*WHAT THE EXERCISE ASKS:* Find every line in the records that contains the string "police" and copy each of those lines. Treat uppercase and lowercase letters as different.

[Point annotation data]
###
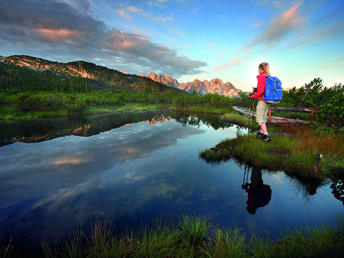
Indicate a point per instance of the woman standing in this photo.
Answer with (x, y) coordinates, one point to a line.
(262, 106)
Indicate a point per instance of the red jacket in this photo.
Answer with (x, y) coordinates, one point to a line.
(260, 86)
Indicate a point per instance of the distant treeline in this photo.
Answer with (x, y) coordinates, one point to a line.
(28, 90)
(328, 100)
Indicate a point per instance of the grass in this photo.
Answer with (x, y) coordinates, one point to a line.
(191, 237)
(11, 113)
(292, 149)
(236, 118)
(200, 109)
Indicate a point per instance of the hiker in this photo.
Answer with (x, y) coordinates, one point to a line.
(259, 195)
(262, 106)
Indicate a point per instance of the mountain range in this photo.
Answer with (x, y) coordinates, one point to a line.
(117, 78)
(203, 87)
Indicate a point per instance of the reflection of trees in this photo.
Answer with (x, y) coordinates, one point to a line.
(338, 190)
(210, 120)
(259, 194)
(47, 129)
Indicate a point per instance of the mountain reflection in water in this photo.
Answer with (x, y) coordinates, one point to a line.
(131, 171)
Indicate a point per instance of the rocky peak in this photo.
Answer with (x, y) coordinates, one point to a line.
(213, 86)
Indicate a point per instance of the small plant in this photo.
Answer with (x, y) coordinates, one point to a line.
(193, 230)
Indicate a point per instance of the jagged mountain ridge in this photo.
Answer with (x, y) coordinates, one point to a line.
###
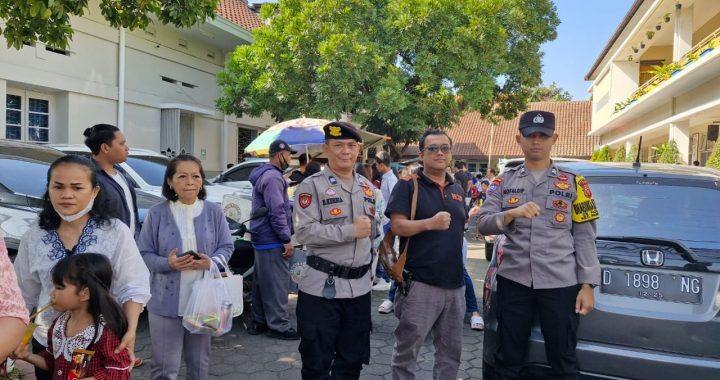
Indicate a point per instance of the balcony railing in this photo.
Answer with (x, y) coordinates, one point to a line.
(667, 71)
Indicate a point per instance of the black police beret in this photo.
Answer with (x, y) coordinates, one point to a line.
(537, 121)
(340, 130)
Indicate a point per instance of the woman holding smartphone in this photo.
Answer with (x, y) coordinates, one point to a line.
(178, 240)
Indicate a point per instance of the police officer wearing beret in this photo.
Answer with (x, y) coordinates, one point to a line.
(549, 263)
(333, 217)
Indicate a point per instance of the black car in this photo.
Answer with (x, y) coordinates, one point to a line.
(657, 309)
###
*RESULT OF THIS TASK:*
Indicate a point per instance of the black police beret in this photo.
Indicate a point per instance of the police officer wearing beret in this photo.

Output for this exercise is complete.